• [Work order]: When you return the data, keep every line exactly as it is and leave out the pictures.

(Referring expression data)
·····

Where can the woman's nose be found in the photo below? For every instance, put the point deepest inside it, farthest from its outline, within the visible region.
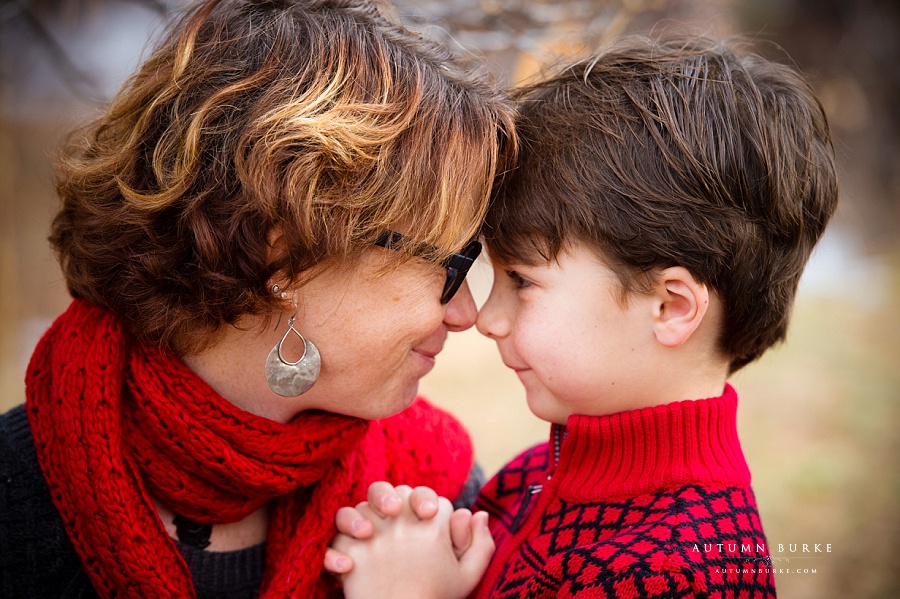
(460, 312)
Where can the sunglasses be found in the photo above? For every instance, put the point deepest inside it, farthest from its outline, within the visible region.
(457, 265)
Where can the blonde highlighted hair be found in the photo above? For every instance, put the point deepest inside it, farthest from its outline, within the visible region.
(321, 119)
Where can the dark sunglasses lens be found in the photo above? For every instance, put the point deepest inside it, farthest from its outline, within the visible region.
(456, 273)
(454, 281)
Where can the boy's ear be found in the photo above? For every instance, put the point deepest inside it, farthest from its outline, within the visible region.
(681, 304)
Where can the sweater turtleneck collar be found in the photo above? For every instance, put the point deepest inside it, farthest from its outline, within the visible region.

·····

• [Answer section]:
Where can the woman's nose be found in the photo below? For every instance, put the point deepest inside it, farthest from its outline, within the visible region.
(460, 312)
Where can the sunglasses be found in the photo above? For every instance, put the point deepest inside it, farthest from its outline, within the visible region.
(457, 265)
Where can the blonde highlighted hair be found in the photo above? For every instance, put the point deepest inside it, farthest from its outline, within the visible region.
(321, 119)
Where can the dark sunglasses lens be found in the photo above? For every instance, put the point deepest inside it, farthest from its outline, within the visible region.
(456, 273)
(454, 281)
Where can the boy's ear be found in the photo above? For every instance, put the point deepest inside it, farthest from its outline, within the visible region.
(681, 304)
Where can the sweater turtleneck collar be found in the photo above? For every instance, put the point deepest inside it, farthest from its outline, within the visible region.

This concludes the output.